◆ Task details
Count the lines in the rows below that contain the string "region", treating uppercase and lowercase letters as distinct, and give only the number.

◆ Extracted records
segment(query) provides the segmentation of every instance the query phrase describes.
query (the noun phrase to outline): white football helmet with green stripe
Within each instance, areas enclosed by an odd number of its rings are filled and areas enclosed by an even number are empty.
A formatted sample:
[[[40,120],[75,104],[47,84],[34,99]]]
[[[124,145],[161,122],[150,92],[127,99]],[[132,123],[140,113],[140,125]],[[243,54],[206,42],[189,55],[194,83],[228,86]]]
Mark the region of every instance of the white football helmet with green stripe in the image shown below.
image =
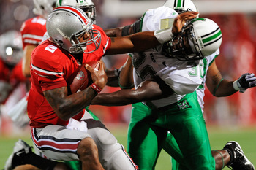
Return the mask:
[[[195,38],[192,36],[189,42],[194,53],[206,57],[214,53],[221,45],[222,34],[219,26],[212,20],[199,18],[191,21]],[[196,40],[196,42],[193,41]]]
[[[164,6],[173,8],[178,14],[187,11],[197,11],[197,7],[191,0],[167,0],[164,4]]]
[[[212,20],[199,18],[191,20],[179,34],[164,45],[167,56],[181,61],[195,61],[211,55],[222,40],[219,26]]]

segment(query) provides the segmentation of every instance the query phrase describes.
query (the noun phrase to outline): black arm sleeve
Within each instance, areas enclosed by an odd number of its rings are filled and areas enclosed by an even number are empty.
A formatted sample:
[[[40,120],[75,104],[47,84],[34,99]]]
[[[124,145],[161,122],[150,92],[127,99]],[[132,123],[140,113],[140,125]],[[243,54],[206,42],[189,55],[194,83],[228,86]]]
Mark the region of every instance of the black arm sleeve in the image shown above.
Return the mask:
[[[135,33],[138,33],[140,32],[140,23],[141,23],[141,20],[138,20],[135,22],[134,22],[132,24],[129,25],[129,26],[126,26],[122,28],[122,31],[121,31],[121,36],[128,36]],[[132,29],[132,31],[131,32]]]

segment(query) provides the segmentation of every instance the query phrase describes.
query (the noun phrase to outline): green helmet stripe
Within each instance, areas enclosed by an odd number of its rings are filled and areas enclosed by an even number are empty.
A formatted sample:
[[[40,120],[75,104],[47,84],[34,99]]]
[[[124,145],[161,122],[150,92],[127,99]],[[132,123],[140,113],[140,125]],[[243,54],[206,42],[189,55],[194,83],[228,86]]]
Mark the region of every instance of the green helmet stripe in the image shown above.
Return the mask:
[[[185,0],[175,0],[173,7],[181,7],[181,6],[182,6],[184,7],[184,3],[185,3],[184,1]],[[182,3],[182,1],[183,1],[183,3]],[[182,5],[182,4],[183,4],[183,5]]]
[[[219,28],[218,28],[217,29],[217,33],[216,33],[215,34],[208,37],[208,38],[206,38],[206,39],[203,39],[202,41],[203,41],[203,43],[205,44],[205,43],[207,43],[210,41],[213,41],[215,39],[218,38],[219,36],[222,35],[222,31],[220,31]],[[215,31],[214,31],[215,32]],[[203,37],[202,37],[203,38]]]
[[[206,20],[206,18],[196,18],[196,19],[194,19],[192,20],[191,20],[191,23],[194,23],[195,21],[197,21],[197,20],[203,20],[203,21],[205,21]]]
[[[61,4],[62,4],[62,0],[58,0],[56,1],[56,7],[59,7],[61,6]]]

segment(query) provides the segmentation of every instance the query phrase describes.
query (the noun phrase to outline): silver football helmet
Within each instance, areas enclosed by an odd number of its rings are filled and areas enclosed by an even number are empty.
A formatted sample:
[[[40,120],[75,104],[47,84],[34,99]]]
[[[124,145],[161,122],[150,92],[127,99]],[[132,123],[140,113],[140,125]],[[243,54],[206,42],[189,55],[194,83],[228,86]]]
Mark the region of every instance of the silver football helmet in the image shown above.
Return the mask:
[[[178,14],[187,11],[198,12],[195,4],[191,0],[167,0],[165,2],[164,6],[173,8]]]
[[[88,18],[91,18],[95,23],[96,9],[94,4],[91,0],[58,0],[56,1],[56,7],[62,5],[71,5],[82,9]]]
[[[46,18],[55,7],[56,0],[33,0],[33,12],[35,15],[41,15]]]
[[[219,26],[213,20],[199,18],[191,20],[164,47],[170,58],[181,61],[202,59],[217,51],[222,41]]]
[[[10,65],[16,65],[22,58],[22,38],[19,31],[12,30],[0,36],[0,57]]]
[[[71,53],[90,53],[97,50],[101,43],[101,34],[93,29],[93,21],[80,8],[61,6],[55,9],[46,21],[50,39]],[[90,39],[80,42],[79,38],[89,34]]]

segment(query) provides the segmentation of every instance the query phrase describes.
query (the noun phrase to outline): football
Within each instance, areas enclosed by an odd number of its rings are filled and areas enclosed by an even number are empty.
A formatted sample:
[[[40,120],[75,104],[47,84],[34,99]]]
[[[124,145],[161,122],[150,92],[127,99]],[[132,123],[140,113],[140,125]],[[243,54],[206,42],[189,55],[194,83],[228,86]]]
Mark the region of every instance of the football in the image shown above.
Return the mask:
[[[97,70],[99,70],[99,63],[98,61],[89,61],[79,67],[76,76],[70,84],[70,90],[72,93],[75,93],[78,90],[86,89],[93,82],[91,77],[91,72],[86,69],[86,64],[89,64]]]

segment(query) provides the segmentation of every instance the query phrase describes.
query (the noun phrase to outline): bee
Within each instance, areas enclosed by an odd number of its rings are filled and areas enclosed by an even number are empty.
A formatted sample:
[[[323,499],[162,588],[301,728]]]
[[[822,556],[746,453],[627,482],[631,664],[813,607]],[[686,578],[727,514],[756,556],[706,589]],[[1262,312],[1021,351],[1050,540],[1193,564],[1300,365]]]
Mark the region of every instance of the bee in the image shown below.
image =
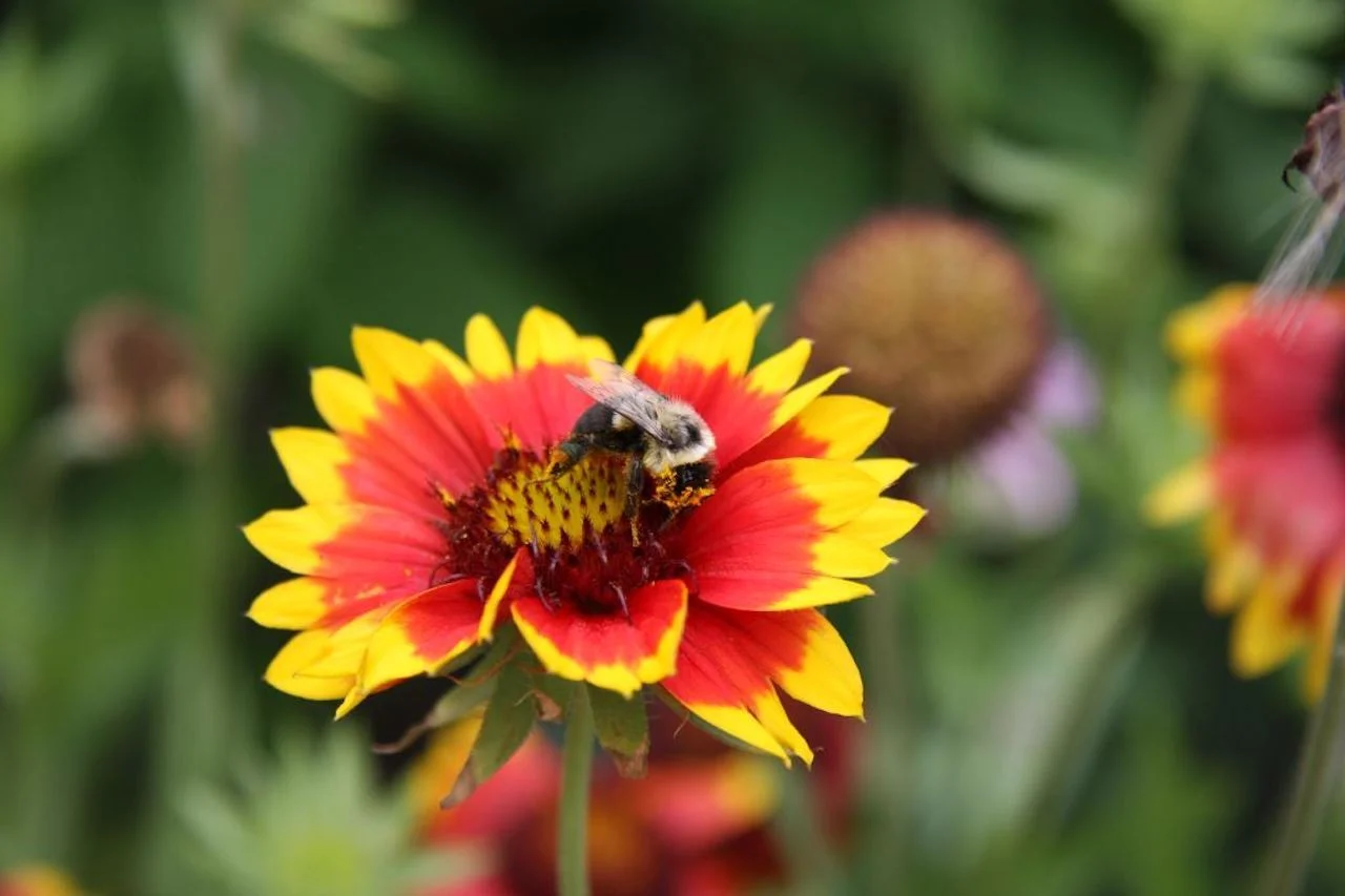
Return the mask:
[[[654,500],[677,513],[714,491],[714,433],[695,409],[650,387],[620,365],[593,361],[592,377],[566,375],[594,401],[555,447],[551,475],[562,475],[593,451],[625,457],[625,514],[635,518],[644,479]]]

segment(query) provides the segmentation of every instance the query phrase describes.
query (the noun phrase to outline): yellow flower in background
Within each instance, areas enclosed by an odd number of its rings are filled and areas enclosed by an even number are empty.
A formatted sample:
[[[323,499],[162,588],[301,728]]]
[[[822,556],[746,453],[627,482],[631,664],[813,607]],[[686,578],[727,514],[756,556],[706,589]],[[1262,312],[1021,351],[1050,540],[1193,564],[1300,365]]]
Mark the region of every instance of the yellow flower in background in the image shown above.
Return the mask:
[[[1297,299],[1284,326],[1248,313],[1252,291],[1220,289],[1169,324],[1176,401],[1209,452],[1161,483],[1146,515],[1204,517],[1205,600],[1236,613],[1233,670],[1260,675],[1306,650],[1315,700],[1345,587],[1345,292]]]
[[[823,394],[843,370],[799,385],[807,340],[751,365],[764,316],[694,304],[650,322],[625,361],[713,433],[713,478],[675,513],[660,498],[675,471],[628,500],[624,456],[551,465],[593,405],[572,378],[613,359],[601,339],[538,308],[514,350],[473,318],[465,357],[356,330],[362,375],[313,374],[331,431],[273,433],[305,506],[246,527],[299,576],[250,611],[300,631],[266,679],[340,700],[340,716],[514,627],[550,675],[627,697],[658,686],[748,745],[811,761],[780,692],[862,713],[858,669],[818,608],[872,593],[854,580],[885,569],[884,548],[924,511],[882,496],[908,463],[858,459],[888,410]]]
[[[79,896],[82,891],[62,872],[26,865],[0,874],[0,896]]]

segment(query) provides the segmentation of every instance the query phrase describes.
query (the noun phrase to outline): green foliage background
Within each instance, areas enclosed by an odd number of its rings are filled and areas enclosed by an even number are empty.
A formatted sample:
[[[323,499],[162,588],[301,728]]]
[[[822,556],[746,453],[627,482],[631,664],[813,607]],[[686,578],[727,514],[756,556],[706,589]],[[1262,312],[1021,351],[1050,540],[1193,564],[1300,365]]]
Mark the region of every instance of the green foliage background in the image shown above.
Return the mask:
[[[693,297],[788,308],[829,241],[919,204],[1032,258],[1106,400],[1068,445],[1065,531],[898,549],[920,557],[886,583],[892,628],[858,644],[885,784],[845,885],[1247,888],[1306,713],[1291,674],[1232,678],[1194,538],[1146,530],[1137,495],[1198,447],[1162,320],[1270,257],[1341,4],[0,11],[0,866],[109,896],[390,892],[395,799],[350,751],[432,692],[332,728],[262,685],[282,638],[242,618],[277,570],[237,527],[295,502],[266,431],[316,422],[307,370],[348,365],[354,323],[453,344],[543,304],[628,346]],[[198,328],[221,439],[52,470],[71,324],[124,293]],[[1345,888],[1336,815],[1315,893]],[[336,857],[362,870],[323,877]]]

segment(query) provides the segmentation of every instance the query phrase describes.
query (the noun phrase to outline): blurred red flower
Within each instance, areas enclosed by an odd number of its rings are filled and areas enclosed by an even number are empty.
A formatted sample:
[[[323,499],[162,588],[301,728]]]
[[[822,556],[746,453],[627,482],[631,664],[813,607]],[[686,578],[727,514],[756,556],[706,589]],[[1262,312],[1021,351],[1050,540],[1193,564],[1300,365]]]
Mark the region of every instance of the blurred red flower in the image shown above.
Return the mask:
[[[1251,315],[1252,289],[1220,289],[1169,326],[1184,365],[1177,404],[1210,448],[1161,483],[1146,513],[1206,514],[1206,604],[1236,612],[1233,670],[1260,675],[1306,648],[1315,700],[1345,587],[1345,291]]]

◆ Answer to this problem
9